• Material to process

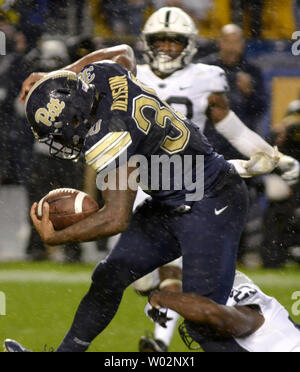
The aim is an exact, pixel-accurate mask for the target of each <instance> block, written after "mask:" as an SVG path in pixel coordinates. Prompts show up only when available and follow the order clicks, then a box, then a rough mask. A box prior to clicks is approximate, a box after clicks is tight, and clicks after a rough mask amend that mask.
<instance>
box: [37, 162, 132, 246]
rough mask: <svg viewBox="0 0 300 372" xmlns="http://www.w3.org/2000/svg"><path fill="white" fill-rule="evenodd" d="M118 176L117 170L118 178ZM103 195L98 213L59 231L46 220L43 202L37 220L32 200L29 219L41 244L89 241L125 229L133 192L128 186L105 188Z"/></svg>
mask: <svg viewBox="0 0 300 372" xmlns="http://www.w3.org/2000/svg"><path fill="white" fill-rule="evenodd" d="M133 170H134V168H130V169H128V176H129V174H130V173H131V172H132V171H133ZM118 177H119V171H118V170H117V172H116V179H117V180H118V179H119V178H118ZM102 196H103V199H104V202H105V205H104V207H103V208H102V209H101V210H100V211H99V212H98V213H95V214H93V215H91V216H89V217H88V218H86V219H84V220H82V221H80V222H78V223H76V224H74V225H72V226H69V227H67V228H66V229H64V230H60V231H55V230H54V228H53V225H52V223H51V221H50V220H49V205H48V204H47V203H45V204H44V207H43V208H44V209H43V218H42V220H39V219H38V218H37V215H36V210H37V203H35V204H34V205H33V206H32V208H31V218H32V221H33V224H34V226H35V228H36V230H37V231H38V233H39V234H40V236H41V238H42V239H43V241H44V243H45V244H47V245H60V244H66V243H70V242H88V241H94V240H97V239H101V238H103V237H107V236H113V235H116V234H119V233H121V232H124V231H125V230H126V229H127V228H128V225H129V222H130V218H131V215H132V207H133V203H134V200H135V197H136V191H132V190H130V189H129V187H128V188H127V190H115V191H114V190H106V191H103V192H102Z"/></svg>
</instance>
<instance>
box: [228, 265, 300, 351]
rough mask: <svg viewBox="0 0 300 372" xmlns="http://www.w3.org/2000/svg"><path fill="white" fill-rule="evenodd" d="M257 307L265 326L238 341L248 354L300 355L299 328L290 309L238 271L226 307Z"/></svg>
mask: <svg viewBox="0 0 300 372" xmlns="http://www.w3.org/2000/svg"><path fill="white" fill-rule="evenodd" d="M237 305H238V306H251V305H255V306H258V307H259V309H260V312H261V314H262V315H263V317H264V318H265V322H264V324H263V325H262V326H261V327H260V328H259V329H258V330H257V331H256V332H255V333H253V334H252V335H251V336H248V337H244V338H235V341H236V342H237V343H238V344H239V345H240V346H241V347H242V348H243V349H245V350H246V351H249V352H300V328H297V326H296V325H295V324H294V323H293V322H292V320H291V319H290V316H289V313H288V312H287V310H286V309H285V308H284V307H283V306H282V305H281V304H280V303H279V302H278V301H277V300H276V299H275V298H274V297H269V296H267V295H266V294H264V293H263V292H262V291H261V290H260V288H259V287H258V286H256V285H255V284H254V283H253V282H252V281H251V280H250V279H249V278H248V277H247V276H246V275H244V274H242V273H240V272H237V273H236V278H235V282H234V286H233V290H232V292H231V295H230V298H229V300H228V302H227V306H237Z"/></svg>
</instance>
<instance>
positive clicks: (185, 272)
mask: <svg viewBox="0 0 300 372" xmlns="http://www.w3.org/2000/svg"><path fill="white" fill-rule="evenodd" d="M228 177H229V179H228V183H227V185H226V186H225V187H223V189H222V190H221V191H219V193H218V194H217V195H215V196H214V197H211V198H205V199H203V200H201V201H199V202H196V203H194V205H193V206H192V209H191V211H190V212H189V213H186V214H183V215H179V214H176V213H174V212H170V211H168V210H166V209H165V208H164V207H162V206H161V205H159V206H158V205H156V204H155V202H146V203H145V204H144V205H143V206H142V207H140V208H139V209H138V210H137V212H136V213H135V215H134V216H133V218H132V221H131V224H130V226H129V228H128V230H127V231H126V232H125V233H123V234H122V236H121V238H120V240H119V242H118V244H117V245H116V247H115V248H114V249H113V250H112V252H111V254H110V255H109V256H108V257H107V258H106V259H105V260H104V261H102V262H100V263H99V264H98V266H97V267H96V269H95V271H94V273H93V276H92V285H91V288H90V290H89V292H88V294H87V295H86V296H85V298H84V299H83V301H82V302H81V304H80V306H79V309H78V311H77V314H76V316H75V320H74V323H73V325H72V328H71V330H70V332H69V333H68V335H67V336H66V338H65V340H64V341H63V343H62V344H61V346H60V347H59V349H58V351H83V350H84V349H86V348H87V347H88V343H90V342H91V341H92V340H93V339H94V338H95V337H96V336H97V335H98V334H99V333H100V332H101V331H103V330H104V329H105V328H106V326H107V325H108V324H109V323H110V321H111V320H112V319H113V317H114V315H115V313H116V311H117V310H118V307H119V304H120V302H121V299H122V295H123V292H124V290H125V289H126V287H127V286H128V285H130V284H131V283H132V282H134V281H135V280H137V279H139V278H141V277H143V276H144V275H146V274H148V273H149V272H151V271H153V270H154V269H155V268H157V267H159V266H162V265H165V264H166V263H168V262H170V261H173V260H175V259H176V258H178V257H180V256H181V255H182V256H183V291H184V292H195V293H198V294H200V295H203V296H207V297H209V298H210V299H212V300H214V301H216V302H218V303H220V304H225V303H226V301H227V299H228V296H229V294H230V292H231V289H232V285H233V281H234V276H235V268H236V256H237V250H238V246H239V242H240V238H241V234H242V231H243V228H244V225H245V223H246V217H247V210H248V193H247V188H246V186H245V184H244V182H243V181H242V179H241V178H240V177H239V176H238V175H231V176H228ZM116 218H117V216H116ZM74 339H75V340H76V341H77V342H75V343H74ZM78 340H80V342H79V341H78Z"/></svg>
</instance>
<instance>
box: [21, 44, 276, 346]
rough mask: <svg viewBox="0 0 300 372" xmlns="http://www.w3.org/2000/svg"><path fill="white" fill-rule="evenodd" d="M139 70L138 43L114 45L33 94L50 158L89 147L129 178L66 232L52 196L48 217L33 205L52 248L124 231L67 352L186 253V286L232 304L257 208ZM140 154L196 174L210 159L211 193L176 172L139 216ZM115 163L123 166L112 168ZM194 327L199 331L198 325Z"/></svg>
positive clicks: (108, 317) (70, 336)
mask: <svg viewBox="0 0 300 372" xmlns="http://www.w3.org/2000/svg"><path fill="white" fill-rule="evenodd" d="M108 59H109V60H108ZM95 62H96V63H95ZM79 70H80V71H81V72H80V71H79ZM79 72H80V74H79V75H76V73H79ZM134 72H135V60H134V55H133V53H132V50H131V49H130V48H129V47H117V48H111V49H108V50H102V51H98V52H95V53H93V54H92V55H90V56H88V57H86V58H84V59H82V60H80V61H78V62H77V63H75V64H74V65H71V66H69V67H68V68H67V69H66V70H63V71H56V72H54V73H51V74H48V75H45V76H43V77H42V76H39V77H42V78H41V79H40V80H38V81H37V82H36V84H35V85H34V86H33V87H32V89H31V90H30V92H29V93H28V94H27V98H26V115H27V119H28V122H29V123H30V126H31V129H32V131H33V133H34V135H35V138H36V139H37V140H39V141H42V142H44V143H46V144H47V145H48V146H49V148H50V154H51V155H53V156H55V157H59V158H63V159H68V160H75V159H76V158H78V156H80V154H81V153H83V154H84V156H85V159H86V162H87V163H88V164H89V165H90V166H91V167H92V168H93V169H95V170H96V171H97V172H98V173H99V175H102V174H103V173H104V172H105V171H106V170H107V169H111V172H115V175H116V179H117V180H119V181H120V183H123V187H121V185H120V183H118V182H117V184H116V186H117V187H116V188H115V189H111V188H108V189H106V190H105V191H103V199H104V201H105V206H104V208H103V209H101V210H100V211H99V212H98V213H97V214H94V215H92V216H90V217H88V218H87V219H85V220H84V221H81V222H78V223H76V224H74V225H72V226H70V227H68V228H66V229H64V230H61V231H55V230H54V228H53V225H52V223H51V221H50V220H49V205H48V204H47V203H45V205H44V209H43V218H42V220H41V221H40V220H39V219H38V218H37V215H36V208H37V204H34V205H33V206H32V209H31V217H32V220H33V223H34V225H35V227H36V229H37V231H38V232H39V234H40V235H41V237H42V239H43V240H44V242H45V243H46V244H48V245H60V244H64V243H67V242H84V241H94V240H96V239H101V238H102V237H107V236H112V235H116V234H118V233H121V232H122V233H123V234H122V236H121V239H120V241H119V242H118V244H117V245H116V247H115V248H114V249H113V251H112V252H111V254H110V255H109V256H108V257H107V258H106V259H105V260H104V261H101V262H100V263H99V264H98V266H97V267H96V268H95V271H94V273H93V276H92V284H91V287H90V289H89V291H88V293H87V294H86V296H85V297H84V298H83V300H82V302H81V304H80V305H79V308H78V310H77V313H76V315H75V319H74V322H73V325H72V327H71V329H70V331H69V332H68V334H67V335H66V337H65V338H64V340H63V342H62V343H61V345H60V346H59V347H58V350H57V351H59V352H78V351H85V350H87V349H88V347H89V345H90V344H91V342H92V341H93V340H94V338H95V337H97V335H98V334H99V333H101V332H102V331H103V330H104V329H105V328H106V327H107V325H108V324H109V323H110V321H111V320H112V319H113V317H114V315H115V313H116V312H117V310H118V307H119V304H120V301H121V299H122V295H123V292H124V290H125V288H126V287H127V286H128V285H130V284H131V283H133V282H134V281H136V280H137V279H139V278H141V277H143V276H144V275H146V274H148V273H149V272H151V271H153V270H154V269H155V268H157V267H159V266H162V265H165V264H167V263H168V262H171V261H173V260H175V259H176V258H178V257H180V256H183V291H184V292H195V293H198V294H199V295H202V296H206V297H208V298H210V299H211V300H213V301H216V302H217V303H220V304H225V303H226V301H227V298H228V296H229V294H230V291H231V288H232V285H233V281H234V276H235V263H236V253H237V248H238V244H239V240H240V237H241V233H242V231H243V228H244V225H245V221H246V215H247V208H248V195H247V189H246V186H245V184H244V182H243V181H242V179H241V178H240V176H239V175H238V173H237V172H236V170H235V167H234V166H233V165H232V164H230V163H228V162H227V161H225V160H224V158H223V157H222V156H220V155H218V154H217V153H215V152H214V151H213V149H212V147H211V146H210V144H209V143H208V142H207V140H206V138H205V137H204V135H203V134H202V133H201V131H200V130H199V128H198V127H197V126H195V125H194V124H193V123H192V122H190V121H189V120H187V119H186V118H185V117H183V116H182V115H181V114H179V113H177V112H175V111H174V110H173V109H171V107H170V106H169V105H168V104H167V103H165V102H164V101H161V100H160V99H159V98H158V96H157V95H156V94H155V92H154V91H153V90H152V89H150V88H148V87H145V86H143V85H141V84H140V83H139V82H138V81H137V80H136V78H135V76H134ZM30 79H33V80H35V81H36V80H37V79H36V77H34V78H32V77H31V78H30ZM27 86H28V81H27ZM23 88H24V89H23V92H25V94H26V87H23ZM136 155H143V156H144V157H145V158H146V159H147V160H148V161H149V162H148V165H149V167H151V160H152V157H153V156H162V155H165V156H166V157H167V158H170V157H171V156H173V155H177V156H178V158H179V159H183V158H184V157H185V156H189V157H191V158H192V166H191V169H189V172H191V173H192V175H193V179H195V176H197V177H199V174H198V173H197V166H196V163H197V161H196V160H197V157H198V156H202V159H204V176H203V175H202V174H201V175H200V177H202V183H203V197H202V198H200V199H198V200H192V198H189V196H190V195H191V194H192V192H193V191H195V190H191V189H189V188H188V187H186V186H185V185H184V186H183V187H182V188H180V189H178V188H177V187H175V185H174V183H172V180H173V181H174V178H175V176H176V174H175V171H173V172H171V177H170V178H171V187H170V189H168V190H165V189H164V188H163V187H161V183H160V184H159V185H160V187H159V188H158V189H155V190H151V187H150V189H149V192H150V193H151V196H152V200H151V201H149V202H147V203H145V204H144V205H143V206H141V207H140V208H139V209H138V210H137V211H136V212H135V214H134V215H133V216H132V207H133V203H134V200H135V197H136V190H135V189H132V188H131V187H130V185H129V184H130V182H129V180H130V176H131V175H132V174H133V173H134V172H135V171H136V166H135V167H134V166H133V165H130V164H131V158H132V156H136ZM178 158H177V159H178ZM262 158H263V159H264V165H265V163H266V162H267V163H268V164H269V168H270V170H272V169H273V168H274V167H275V166H276V165H277V163H278V157H277V155H276V151H274V154H273V156H269V155H266V156H264V155H263V156H262ZM124 159H125V160H124ZM260 159H261V155H259V160H260ZM253 160H254V161H253ZM113 162H116V165H115V168H114V169H113V168H109V167H110V166H111V164H112V163H113ZM259 164H260V161H258V162H257V157H254V159H251V160H250V161H244V162H239V165H242V167H243V173H244V176H245V175H246V176H252V175H255V174H257V173H259V172H260V169H259V168H260V167H259ZM257 166H258V168H257ZM124 169H125V172H124ZM264 171H265V166H264ZM124 174H125V175H126V176H127V178H126V179H125V182H126V183H128V184H127V187H125V188H124V179H122V176H123V177H124ZM149 174H151V171H149ZM107 176H108V177H109V176H110V173H109V174H108V175H107ZM161 176H162V177H163V176H164V174H161ZM184 176H185V174H184V173H181V174H180V177H181V178H184ZM198 181H199V180H198ZM190 331H191V332H193V331H194V332H197V330H196V329H194V327H193V325H191V329H190Z"/></svg>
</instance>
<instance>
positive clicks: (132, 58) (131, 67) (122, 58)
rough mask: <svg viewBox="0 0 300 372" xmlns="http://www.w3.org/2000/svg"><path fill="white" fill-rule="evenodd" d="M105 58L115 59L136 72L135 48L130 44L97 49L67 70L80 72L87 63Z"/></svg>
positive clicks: (68, 68)
mask: <svg viewBox="0 0 300 372" xmlns="http://www.w3.org/2000/svg"><path fill="white" fill-rule="evenodd" d="M104 60H115V61H116V62H117V63H119V64H121V65H122V66H124V67H125V68H127V69H128V70H129V71H131V72H133V73H135V71H136V61H135V56H134V52H133V49H132V48H131V47H130V46H128V45H118V46H115V47H111V48H105V49H100V50H97V51H95V52H93V53H90V54H88V55H87V56H85V57H83V58H81V59H80V60H78V61H76V62H75V63H72V64H71V65H69V66H66V67H65V69H66V70H70V71H73V72H75V73H76V74H78V73H79V72H80V71H81V70H82V69H83V68H84V67H85V66H86V65H88V64H90V63H95V62H99V61H104Z"/></svg>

• Your instructions
Write out, word for word, the line that contains "positive clicks: (132, 58)" and every line after it through the last line of the listing.

• Answer section
positive clicks: (132, 58) (131, 67) (122, 58)
rough mask: <svg viewBox="0 0 300 372" xmlns="http://www.w3.org/2000/svg"><path fill="white" fill-rule="evenodd" d="M105 58L115 59L136 72L135 48L130 44L97 49L67 70L80 72L87 63Z"/></svg>
positive clicks: (68, 68)
mask: <svg viewBox="0 0 300 372" xmlns="http://www.w3.org/2000/svg"><path fill="white" fill-rule="evenodd" d="M104 60H115V61H116V62H117V63H119V64H121V65H122V66H124V67H125V68H127V69H128V70H129V71H131V72H133V73H135V71H136V61H135V56H134V52H133V49H132V48H131V47H130V46H128V45H118V46H115V47H111V48H105V49H100V50H97V51H95V52H93V53H90V54H88V55H87V56H85V57H83V58H81V59H80V60H78V61H76V62H75V63H72V64H71V65H69V66H66V67H65V69H66V70H70V71H73V72H75V73H76V74H78V73H79V72H80V71H81V70H82V69H83V68H84V67H85V66H86V65H88V64H90V63H95V62H99V61H104Z"/></svg>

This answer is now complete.